Required work:
From the data below, repeat exactly the lines from the line with "Target: warehouse building" to the line with "drop one pin per instance, shaped like <point>171,7</point>.", both included.

Stored data entries:
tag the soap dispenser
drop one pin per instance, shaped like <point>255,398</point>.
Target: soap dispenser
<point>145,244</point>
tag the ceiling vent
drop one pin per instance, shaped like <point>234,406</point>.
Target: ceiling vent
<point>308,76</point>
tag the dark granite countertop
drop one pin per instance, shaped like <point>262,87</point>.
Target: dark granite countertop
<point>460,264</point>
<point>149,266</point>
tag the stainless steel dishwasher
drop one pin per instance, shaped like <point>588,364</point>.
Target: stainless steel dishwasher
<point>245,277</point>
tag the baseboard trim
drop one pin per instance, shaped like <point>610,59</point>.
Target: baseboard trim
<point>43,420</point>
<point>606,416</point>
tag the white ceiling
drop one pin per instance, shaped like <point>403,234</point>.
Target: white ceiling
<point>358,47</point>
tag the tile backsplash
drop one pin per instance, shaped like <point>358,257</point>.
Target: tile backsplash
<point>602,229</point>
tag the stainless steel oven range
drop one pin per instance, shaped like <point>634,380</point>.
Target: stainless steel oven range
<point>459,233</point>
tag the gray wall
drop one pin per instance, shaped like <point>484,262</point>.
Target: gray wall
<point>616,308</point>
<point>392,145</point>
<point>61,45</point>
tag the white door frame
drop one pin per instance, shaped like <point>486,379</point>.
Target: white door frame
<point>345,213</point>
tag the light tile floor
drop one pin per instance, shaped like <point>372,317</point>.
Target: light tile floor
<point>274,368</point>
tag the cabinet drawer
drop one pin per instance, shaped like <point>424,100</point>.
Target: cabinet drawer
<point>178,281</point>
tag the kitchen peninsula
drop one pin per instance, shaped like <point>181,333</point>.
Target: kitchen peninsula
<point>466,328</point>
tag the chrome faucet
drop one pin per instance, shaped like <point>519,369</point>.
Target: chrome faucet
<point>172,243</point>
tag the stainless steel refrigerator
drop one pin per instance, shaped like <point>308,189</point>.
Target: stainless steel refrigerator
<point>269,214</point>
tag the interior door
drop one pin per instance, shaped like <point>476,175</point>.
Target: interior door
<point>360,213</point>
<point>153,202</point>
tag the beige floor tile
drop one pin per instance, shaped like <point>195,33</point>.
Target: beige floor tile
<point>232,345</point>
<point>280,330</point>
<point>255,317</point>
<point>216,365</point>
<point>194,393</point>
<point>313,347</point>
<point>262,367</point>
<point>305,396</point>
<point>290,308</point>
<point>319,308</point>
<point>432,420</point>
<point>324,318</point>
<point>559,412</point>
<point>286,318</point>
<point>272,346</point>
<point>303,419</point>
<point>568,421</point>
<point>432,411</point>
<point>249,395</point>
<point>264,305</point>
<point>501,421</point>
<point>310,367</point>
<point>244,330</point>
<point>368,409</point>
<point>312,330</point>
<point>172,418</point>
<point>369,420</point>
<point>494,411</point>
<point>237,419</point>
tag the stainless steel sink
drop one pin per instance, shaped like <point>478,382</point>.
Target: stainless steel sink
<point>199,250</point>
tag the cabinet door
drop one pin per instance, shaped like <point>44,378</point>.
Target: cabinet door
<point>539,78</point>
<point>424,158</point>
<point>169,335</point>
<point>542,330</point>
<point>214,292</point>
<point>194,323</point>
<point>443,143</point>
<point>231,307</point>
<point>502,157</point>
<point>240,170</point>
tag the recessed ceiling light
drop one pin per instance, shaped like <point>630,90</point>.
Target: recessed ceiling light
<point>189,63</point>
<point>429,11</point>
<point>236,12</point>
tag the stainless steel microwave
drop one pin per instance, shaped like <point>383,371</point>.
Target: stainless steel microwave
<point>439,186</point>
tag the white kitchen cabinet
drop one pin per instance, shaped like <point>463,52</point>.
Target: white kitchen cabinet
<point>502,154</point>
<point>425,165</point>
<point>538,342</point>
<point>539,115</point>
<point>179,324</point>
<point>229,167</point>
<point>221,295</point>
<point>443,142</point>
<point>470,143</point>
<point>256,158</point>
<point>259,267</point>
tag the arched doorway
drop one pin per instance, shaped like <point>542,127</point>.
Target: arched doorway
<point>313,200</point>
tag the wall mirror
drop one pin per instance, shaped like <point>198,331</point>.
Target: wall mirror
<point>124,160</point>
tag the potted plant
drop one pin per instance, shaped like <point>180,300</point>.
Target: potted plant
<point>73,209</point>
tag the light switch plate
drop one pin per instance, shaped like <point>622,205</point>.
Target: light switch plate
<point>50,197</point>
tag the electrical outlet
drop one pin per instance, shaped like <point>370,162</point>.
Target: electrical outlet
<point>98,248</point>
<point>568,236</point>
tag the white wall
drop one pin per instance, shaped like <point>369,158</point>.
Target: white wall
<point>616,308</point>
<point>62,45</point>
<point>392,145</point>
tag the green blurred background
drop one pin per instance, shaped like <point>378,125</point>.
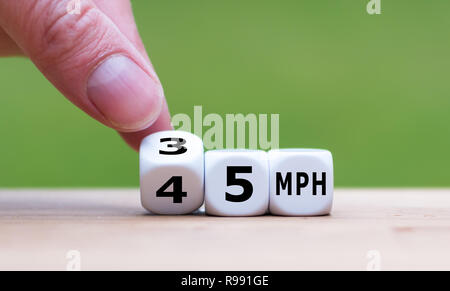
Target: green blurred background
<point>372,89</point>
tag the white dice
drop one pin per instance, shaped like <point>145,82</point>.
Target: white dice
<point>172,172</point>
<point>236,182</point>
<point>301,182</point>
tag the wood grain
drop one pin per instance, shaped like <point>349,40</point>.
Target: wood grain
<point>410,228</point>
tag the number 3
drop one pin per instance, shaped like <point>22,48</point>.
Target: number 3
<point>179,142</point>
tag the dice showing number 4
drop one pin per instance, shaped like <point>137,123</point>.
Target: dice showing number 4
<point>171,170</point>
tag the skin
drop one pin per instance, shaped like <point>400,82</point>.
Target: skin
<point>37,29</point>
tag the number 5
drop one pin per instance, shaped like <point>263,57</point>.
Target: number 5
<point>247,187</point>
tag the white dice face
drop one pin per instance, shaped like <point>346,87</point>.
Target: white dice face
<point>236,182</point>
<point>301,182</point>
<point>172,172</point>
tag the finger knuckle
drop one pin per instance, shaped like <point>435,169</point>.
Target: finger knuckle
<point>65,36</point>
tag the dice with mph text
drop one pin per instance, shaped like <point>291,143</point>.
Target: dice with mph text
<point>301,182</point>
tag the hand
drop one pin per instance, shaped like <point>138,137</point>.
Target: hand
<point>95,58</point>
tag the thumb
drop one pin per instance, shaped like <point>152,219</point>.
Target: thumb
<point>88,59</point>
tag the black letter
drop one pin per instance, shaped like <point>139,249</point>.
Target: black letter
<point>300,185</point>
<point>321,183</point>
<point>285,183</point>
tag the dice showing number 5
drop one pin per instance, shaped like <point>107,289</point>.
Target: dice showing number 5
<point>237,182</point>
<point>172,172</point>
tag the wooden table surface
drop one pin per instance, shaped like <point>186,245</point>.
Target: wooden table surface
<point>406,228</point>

* * *

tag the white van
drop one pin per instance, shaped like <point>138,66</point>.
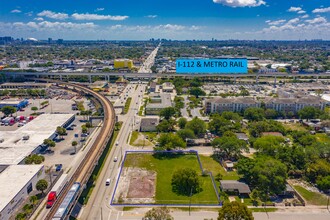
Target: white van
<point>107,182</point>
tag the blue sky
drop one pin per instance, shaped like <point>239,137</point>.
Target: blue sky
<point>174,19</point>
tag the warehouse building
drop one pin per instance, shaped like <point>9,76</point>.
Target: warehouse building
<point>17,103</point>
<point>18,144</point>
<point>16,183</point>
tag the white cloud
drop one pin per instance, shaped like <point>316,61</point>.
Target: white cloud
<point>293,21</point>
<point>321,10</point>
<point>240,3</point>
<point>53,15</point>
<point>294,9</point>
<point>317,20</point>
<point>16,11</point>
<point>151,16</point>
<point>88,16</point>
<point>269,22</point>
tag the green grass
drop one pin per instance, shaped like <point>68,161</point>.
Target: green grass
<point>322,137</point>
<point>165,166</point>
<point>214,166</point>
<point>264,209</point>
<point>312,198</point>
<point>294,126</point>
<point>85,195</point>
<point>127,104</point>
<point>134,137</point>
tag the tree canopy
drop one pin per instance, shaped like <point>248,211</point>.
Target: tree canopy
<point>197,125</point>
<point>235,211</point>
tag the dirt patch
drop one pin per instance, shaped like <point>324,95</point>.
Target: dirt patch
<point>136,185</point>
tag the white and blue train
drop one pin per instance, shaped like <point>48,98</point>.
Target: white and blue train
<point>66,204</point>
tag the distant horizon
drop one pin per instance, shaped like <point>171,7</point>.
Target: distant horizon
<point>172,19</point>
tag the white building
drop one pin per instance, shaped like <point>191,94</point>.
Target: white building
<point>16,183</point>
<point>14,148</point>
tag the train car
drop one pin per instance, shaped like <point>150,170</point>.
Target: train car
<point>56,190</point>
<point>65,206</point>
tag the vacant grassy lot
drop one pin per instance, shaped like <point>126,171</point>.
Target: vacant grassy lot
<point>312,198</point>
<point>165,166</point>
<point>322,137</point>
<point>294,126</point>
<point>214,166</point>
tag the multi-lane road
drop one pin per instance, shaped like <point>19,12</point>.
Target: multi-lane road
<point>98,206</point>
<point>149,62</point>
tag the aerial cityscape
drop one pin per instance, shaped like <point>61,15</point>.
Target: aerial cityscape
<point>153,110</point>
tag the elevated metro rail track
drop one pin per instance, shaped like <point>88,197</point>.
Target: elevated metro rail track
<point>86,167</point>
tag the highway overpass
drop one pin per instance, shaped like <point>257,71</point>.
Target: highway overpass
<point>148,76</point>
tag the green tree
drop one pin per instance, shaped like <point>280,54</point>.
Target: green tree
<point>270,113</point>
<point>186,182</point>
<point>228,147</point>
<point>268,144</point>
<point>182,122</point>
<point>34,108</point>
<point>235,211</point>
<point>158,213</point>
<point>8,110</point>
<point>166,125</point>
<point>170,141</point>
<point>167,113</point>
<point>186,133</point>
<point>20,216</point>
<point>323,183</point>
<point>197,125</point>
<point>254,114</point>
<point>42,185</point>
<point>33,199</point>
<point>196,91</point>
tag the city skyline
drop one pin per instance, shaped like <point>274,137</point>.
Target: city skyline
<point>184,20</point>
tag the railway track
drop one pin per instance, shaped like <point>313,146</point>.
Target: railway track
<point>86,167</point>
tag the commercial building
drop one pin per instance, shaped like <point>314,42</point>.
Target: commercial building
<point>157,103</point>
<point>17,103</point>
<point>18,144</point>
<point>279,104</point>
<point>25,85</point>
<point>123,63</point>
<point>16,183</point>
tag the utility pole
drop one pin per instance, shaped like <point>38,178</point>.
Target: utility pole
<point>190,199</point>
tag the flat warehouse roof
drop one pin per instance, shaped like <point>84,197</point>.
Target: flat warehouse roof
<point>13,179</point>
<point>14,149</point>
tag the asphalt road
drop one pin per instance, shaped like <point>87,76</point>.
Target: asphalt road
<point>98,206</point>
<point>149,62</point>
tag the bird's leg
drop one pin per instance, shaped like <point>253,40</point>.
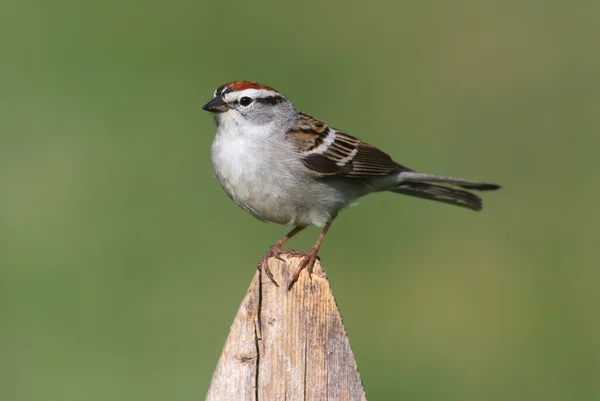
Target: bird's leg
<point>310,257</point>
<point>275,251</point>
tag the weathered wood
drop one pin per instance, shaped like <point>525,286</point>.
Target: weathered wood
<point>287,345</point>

* * *

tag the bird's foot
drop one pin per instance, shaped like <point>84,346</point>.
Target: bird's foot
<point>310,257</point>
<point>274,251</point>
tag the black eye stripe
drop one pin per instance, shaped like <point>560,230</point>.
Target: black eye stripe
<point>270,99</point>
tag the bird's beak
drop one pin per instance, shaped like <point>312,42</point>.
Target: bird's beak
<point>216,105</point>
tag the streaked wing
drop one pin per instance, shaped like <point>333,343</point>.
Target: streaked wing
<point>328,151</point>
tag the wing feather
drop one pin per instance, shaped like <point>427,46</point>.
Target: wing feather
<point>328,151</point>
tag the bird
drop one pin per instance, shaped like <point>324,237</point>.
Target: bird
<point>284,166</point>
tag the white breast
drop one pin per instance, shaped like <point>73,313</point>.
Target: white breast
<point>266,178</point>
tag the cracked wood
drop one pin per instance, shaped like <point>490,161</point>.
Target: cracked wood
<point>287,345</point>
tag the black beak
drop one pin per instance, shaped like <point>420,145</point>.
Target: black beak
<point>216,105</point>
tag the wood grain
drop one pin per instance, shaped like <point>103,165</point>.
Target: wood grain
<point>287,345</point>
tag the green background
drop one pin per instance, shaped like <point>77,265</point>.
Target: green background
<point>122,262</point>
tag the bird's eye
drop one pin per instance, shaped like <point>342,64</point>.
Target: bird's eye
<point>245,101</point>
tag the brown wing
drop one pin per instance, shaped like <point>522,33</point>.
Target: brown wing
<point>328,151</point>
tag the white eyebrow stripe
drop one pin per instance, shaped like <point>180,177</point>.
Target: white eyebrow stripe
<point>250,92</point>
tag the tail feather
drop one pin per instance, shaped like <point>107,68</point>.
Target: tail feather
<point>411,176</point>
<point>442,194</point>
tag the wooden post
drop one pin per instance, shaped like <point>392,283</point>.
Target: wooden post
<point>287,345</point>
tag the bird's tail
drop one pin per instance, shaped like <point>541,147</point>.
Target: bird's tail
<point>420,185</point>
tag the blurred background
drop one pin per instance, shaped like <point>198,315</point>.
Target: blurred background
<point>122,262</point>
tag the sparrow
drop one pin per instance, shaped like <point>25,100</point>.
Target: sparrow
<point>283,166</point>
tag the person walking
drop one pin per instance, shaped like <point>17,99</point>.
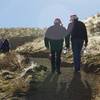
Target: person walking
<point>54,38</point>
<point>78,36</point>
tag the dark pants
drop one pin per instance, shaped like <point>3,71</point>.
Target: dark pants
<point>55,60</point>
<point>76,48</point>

Solution for this task:
Target: warehouse building
<point>17,103</point>
<point>18,144</point>
<point>16,183</point>
tag the white cloud
drop one pin per instance, shaped like <point>316,61</point>.
Target: white cloud
<point>293,21</point>
<point>321,10</point>
<point>240,3</point>
<point>53,15</point>
<point>294,9</point>
<point>317,20</point>
<point>16,11</point>
<point>151,16</point>
<point>88,16</point>
<point>269,22</point>
tag the green grass
drop one pin per instance, shaped like <point>68,161</point>.
Target: green grass
<point>322,137</point>
<point>165,166</point>
<point>214,166</point>
<point>264,209</point>
<point>312,198</point>
<point>294,126</point>
<point>85,195</point>
<point>127,104</point>
<point>134,137</point>
tag the tree canopy
drop one pin per instance, shaped like <point>248,211</point>.
Target: tree canopy
<point>197,125</point>
<point>235,211</point>
tag the dirt patch
drop one pin per instance, shaped like <point>324,95</point>.
Target: dirt patch
<point>136,185</point>
tag the white and blue train
drop one pin per instance, shaped like <point>48,98</point>.
Target: white and blue train
<point>66,204</point>
tag the distant horizon
drop one pin per instance, shaped like <point>171,7</point>.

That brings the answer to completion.